Extracted material:
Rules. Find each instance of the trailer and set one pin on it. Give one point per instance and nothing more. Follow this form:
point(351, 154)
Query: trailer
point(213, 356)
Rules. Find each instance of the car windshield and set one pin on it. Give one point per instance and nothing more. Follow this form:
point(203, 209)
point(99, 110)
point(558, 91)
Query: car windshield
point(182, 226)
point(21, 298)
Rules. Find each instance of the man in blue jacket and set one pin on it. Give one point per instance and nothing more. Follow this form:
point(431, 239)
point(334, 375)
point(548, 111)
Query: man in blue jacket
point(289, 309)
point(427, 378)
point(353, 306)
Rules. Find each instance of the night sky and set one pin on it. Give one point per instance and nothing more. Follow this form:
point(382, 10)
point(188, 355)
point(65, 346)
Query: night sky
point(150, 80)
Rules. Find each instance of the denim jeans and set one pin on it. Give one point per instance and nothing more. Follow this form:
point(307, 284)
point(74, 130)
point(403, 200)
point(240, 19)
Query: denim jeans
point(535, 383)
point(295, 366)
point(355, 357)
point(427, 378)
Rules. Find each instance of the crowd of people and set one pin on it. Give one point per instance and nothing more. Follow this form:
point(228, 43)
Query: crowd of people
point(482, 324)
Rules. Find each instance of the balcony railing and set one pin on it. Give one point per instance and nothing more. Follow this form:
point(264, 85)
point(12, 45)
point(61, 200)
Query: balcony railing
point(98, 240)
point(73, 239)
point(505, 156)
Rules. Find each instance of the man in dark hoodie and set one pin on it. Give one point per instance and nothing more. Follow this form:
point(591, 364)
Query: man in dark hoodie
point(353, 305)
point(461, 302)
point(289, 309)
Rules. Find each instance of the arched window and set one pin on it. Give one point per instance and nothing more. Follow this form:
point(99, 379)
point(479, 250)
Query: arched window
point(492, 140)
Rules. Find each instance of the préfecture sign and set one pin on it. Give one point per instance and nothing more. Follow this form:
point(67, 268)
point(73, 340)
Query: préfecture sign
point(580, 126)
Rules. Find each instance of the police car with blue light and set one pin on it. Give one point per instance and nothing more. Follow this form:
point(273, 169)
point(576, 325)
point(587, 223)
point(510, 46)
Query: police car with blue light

Given instruction:
Please rewrite all the rows above, switching "set one pin" to "place a single marker" wherever it occurs and leaving everything else unchanged.

Result for this exercise:
Rules. Find each instance of the trailer and place a single marker on it. Give one point per instance and nothing more. Follow this form:
point(351, 154)
Query: trailer
point(213, 356)
Rules. Find each instance of the car windshield and place a single marker on it. Give one point per instance and nothing more. Follow this form:
point(203, 209)
point(99, 110)
point(558, 91)
Query: car windshield
point(182, 226)
point(21, 298)
Rules. Find each instance of the man in blue jacket and place a single marker on it. Give one point per instance and nothing more. Follow this form:
point(431, 239)
point(334, 375)
point(548, 111)
Query: man in blue jacket
point(289, 309)
point(427, 378)
point(353, 306)
Rules. Find each instance of the night sky and place a single marker on it. Give one point per instance and nothing more. Follow this form:
point(382, 10)
point(188, 355)
point(65, 346)
Query: night sky
point(150, 80)
Rules. Find each instance of the denim jeans and place a single marker on it. Give one point per instance and nothing more. Follow this form:
point(307, 284)
point(74, 130)
point(403, 200)
point(240, 19)
Query: denim jeans
point(535, 383)
point(295, 366)
point(355, 357)
point(427, 378)
Rules. Find each instance of the crowd of people and place a single marker on it. Give one point per instance and nothing more. Follow this form:
point(228, 43)
Query: crowd of people
point(482, 324)
Rules. Find each instance of the balcony railing and place a single marker on it. Give one point per instance and nothing more. Follow this form:
point(264, 85)
point(12, 45)
point(61, 200)
Query: balcony railing
point(98, 240)
point(73, 239)
point(505, 156)
Rules. Find each instance of the man in dark hoodie and place a single marker on it. Give one point per instance and nothing more. Follow this form:
point(591, 364)
Query: man in dark hoodie
point(353, 305)
point(461, 302)
point(289, 309)
Rules. Find each instance of the arched window and place a single marker on it. Give one point per instance and nothing more. Follow this form:
point(99, 379)
point(479, 250)
Query: arched window
point(492, 140)
Rules. Find each instance of the préfecture sign and place a single marker on it. Give one point per instance and nothing more. Follow this form:
point(67, 268)
point(73, 340)
Query: préfecture sign
point(580, 126)
Rules. Find each instance of the police car with blue light and place a single marker on it. Give one point per instance and nothing more. Follow this form:
point(273, 169)
point(576, 325)
point(587, 223)
point(510, 46)
Query: police car with blue light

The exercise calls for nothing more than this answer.